───── DATASET ROWS
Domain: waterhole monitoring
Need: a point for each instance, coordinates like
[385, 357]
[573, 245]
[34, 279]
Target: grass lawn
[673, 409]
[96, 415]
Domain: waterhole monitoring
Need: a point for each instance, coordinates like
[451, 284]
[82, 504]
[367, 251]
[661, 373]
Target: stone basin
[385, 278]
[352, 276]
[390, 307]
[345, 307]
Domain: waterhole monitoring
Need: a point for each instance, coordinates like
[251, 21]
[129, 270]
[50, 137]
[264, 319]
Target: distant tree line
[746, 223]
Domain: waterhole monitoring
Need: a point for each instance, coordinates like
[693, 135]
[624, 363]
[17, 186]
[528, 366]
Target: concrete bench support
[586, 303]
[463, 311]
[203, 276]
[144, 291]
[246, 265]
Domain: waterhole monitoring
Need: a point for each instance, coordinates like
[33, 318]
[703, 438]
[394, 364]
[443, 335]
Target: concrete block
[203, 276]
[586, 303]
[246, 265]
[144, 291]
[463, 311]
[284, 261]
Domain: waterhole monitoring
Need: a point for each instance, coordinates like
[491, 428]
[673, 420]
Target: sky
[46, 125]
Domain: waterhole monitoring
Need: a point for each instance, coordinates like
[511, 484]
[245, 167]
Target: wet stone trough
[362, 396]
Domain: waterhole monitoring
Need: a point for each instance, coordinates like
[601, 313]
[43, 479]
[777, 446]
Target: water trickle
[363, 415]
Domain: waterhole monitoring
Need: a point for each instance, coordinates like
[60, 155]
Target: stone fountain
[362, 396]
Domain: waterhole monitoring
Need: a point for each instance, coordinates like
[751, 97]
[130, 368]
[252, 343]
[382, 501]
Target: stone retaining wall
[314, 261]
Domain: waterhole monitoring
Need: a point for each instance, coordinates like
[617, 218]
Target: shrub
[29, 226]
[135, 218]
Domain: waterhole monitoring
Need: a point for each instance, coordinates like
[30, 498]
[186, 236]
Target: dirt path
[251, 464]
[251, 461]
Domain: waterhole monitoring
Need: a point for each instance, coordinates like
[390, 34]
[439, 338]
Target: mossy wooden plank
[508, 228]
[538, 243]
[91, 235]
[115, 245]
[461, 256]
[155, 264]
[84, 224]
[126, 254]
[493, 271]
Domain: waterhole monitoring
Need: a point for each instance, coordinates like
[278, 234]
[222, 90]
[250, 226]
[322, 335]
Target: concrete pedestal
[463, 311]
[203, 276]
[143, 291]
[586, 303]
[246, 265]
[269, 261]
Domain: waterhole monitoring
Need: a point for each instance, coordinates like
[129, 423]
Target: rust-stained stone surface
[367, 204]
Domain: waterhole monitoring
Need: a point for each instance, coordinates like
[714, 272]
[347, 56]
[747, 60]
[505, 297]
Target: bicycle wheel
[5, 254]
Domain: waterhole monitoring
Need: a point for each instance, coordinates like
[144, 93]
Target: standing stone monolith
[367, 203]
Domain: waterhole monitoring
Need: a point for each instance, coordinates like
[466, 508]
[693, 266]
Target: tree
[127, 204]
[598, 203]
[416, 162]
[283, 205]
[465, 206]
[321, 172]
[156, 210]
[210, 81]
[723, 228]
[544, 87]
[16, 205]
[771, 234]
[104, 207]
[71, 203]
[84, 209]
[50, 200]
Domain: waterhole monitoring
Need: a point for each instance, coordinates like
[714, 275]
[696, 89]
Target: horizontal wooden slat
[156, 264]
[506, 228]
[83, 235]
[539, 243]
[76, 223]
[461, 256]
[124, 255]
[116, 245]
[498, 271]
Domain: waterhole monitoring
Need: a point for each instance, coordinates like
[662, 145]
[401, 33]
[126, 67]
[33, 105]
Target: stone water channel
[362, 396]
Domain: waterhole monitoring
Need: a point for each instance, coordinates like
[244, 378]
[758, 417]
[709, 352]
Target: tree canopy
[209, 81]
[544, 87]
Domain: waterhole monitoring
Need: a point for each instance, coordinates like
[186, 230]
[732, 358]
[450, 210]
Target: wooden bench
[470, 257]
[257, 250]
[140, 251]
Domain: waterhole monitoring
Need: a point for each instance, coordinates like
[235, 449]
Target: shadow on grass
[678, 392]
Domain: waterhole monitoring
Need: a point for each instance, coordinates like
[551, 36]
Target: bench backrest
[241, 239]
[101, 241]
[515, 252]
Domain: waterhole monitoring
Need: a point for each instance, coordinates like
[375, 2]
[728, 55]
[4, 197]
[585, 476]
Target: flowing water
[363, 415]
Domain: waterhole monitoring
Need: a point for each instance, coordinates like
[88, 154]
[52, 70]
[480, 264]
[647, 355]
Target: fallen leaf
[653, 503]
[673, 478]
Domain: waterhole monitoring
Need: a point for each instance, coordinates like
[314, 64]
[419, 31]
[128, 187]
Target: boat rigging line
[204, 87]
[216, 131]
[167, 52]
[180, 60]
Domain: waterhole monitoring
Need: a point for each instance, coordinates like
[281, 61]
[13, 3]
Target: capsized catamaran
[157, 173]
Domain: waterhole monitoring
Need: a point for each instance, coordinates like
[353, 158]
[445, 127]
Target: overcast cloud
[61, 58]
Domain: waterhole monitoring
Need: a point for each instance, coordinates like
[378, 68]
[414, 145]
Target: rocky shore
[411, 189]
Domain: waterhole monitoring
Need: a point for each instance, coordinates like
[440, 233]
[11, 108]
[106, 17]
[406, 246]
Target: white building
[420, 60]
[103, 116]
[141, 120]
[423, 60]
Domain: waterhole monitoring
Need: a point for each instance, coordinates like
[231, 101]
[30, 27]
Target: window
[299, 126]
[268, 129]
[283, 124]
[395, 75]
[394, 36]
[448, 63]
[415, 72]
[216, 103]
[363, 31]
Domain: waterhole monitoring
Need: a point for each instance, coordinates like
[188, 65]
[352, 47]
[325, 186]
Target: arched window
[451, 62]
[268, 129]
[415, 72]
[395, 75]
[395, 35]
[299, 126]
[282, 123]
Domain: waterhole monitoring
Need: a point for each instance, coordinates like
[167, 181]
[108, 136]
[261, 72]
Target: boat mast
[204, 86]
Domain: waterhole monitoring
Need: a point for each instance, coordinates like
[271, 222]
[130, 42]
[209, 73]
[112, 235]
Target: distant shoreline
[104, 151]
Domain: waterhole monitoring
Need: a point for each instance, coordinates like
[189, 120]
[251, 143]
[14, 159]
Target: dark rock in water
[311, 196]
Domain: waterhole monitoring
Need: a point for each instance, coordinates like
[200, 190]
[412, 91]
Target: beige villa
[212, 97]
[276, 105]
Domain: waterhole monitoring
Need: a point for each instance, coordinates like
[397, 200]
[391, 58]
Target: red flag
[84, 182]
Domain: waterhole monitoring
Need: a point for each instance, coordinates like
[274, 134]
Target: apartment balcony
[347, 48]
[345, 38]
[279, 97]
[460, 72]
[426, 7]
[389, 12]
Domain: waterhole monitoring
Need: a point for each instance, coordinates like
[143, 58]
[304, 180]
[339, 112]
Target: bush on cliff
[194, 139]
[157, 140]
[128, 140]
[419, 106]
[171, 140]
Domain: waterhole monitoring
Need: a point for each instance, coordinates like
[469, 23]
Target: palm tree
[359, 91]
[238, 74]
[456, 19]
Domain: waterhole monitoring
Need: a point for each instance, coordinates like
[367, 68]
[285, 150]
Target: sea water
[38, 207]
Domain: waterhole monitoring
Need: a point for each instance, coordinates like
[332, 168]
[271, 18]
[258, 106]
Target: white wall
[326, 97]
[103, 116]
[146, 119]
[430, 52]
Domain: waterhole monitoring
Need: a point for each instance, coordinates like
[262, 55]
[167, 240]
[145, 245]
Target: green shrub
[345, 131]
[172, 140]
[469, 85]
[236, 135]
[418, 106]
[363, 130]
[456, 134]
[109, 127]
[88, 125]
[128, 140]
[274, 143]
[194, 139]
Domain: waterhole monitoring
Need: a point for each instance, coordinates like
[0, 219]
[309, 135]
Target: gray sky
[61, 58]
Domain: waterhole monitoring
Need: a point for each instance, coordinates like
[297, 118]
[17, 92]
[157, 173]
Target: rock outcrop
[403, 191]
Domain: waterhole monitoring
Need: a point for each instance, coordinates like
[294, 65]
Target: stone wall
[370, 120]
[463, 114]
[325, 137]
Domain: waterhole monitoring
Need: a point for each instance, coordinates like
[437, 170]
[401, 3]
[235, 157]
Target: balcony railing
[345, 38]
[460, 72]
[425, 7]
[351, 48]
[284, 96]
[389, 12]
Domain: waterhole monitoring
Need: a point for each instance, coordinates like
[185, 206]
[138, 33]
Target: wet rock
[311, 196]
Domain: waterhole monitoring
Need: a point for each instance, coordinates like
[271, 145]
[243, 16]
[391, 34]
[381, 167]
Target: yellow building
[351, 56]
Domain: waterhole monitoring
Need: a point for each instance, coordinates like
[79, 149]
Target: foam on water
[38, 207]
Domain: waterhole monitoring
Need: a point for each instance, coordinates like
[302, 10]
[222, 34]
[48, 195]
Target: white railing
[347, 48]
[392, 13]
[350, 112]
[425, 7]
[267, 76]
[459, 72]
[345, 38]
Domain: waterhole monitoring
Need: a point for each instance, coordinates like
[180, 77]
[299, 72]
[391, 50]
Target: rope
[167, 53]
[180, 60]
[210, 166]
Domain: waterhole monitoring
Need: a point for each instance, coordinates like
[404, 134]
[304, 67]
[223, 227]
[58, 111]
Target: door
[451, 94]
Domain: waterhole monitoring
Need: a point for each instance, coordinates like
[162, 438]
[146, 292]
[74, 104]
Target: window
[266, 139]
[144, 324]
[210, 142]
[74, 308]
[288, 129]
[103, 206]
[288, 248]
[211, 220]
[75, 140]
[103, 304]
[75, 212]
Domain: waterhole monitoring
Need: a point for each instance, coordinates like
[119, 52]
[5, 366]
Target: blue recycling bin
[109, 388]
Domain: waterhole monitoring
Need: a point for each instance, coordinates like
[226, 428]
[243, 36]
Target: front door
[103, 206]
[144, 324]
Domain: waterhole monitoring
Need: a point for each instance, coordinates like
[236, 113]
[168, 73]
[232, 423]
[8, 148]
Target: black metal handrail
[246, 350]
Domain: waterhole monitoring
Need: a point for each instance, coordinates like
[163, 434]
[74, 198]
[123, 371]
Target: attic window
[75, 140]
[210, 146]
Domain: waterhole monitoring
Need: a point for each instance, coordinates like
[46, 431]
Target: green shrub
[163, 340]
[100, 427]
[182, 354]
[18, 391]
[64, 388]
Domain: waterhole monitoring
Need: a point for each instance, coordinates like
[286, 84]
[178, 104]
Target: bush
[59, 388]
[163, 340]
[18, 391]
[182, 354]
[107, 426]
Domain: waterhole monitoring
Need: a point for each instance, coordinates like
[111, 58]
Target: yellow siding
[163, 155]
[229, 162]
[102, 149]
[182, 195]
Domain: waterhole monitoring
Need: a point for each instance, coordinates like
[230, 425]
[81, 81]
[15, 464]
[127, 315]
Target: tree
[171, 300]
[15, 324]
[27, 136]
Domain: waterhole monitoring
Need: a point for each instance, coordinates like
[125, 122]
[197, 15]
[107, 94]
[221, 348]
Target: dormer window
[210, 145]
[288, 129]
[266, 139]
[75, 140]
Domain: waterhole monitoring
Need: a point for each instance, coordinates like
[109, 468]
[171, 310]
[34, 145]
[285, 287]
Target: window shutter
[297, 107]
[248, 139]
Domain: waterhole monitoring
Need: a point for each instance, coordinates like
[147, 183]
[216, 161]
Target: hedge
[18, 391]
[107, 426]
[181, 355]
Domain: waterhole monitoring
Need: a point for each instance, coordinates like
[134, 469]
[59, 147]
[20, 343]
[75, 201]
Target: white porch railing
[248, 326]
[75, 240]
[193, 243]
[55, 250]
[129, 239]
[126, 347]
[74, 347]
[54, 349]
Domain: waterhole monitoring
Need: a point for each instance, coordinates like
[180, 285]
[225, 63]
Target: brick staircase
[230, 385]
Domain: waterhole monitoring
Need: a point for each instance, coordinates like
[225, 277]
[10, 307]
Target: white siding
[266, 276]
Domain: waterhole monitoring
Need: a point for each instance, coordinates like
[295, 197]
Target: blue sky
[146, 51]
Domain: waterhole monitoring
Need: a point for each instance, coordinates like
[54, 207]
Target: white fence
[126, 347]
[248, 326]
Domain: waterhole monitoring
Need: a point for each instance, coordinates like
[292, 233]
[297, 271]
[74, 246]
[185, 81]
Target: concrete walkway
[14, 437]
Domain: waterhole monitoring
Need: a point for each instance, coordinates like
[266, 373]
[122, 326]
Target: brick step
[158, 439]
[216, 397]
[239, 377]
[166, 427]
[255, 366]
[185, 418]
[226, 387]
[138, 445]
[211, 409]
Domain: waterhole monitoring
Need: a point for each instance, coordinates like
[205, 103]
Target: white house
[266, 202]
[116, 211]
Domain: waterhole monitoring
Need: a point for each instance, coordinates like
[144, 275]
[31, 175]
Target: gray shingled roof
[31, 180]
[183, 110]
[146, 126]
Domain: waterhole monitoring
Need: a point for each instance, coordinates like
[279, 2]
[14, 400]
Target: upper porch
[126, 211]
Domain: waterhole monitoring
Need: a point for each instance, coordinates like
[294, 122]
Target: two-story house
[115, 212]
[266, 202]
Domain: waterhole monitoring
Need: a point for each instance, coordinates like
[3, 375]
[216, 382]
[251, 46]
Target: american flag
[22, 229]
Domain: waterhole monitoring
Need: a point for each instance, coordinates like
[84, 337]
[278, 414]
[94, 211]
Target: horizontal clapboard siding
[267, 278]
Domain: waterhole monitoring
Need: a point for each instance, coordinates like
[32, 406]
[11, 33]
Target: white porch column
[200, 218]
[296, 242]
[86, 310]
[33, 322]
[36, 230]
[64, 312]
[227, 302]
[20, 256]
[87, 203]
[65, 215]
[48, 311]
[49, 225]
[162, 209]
──────────
- **CHALLENGE**
Locate every line in the records above that contains the word "house" and copy each such line. Treat uppercase and lowercase letters as distinct.

- **FULL SOLUTION**
Target: white house
Target: two-story house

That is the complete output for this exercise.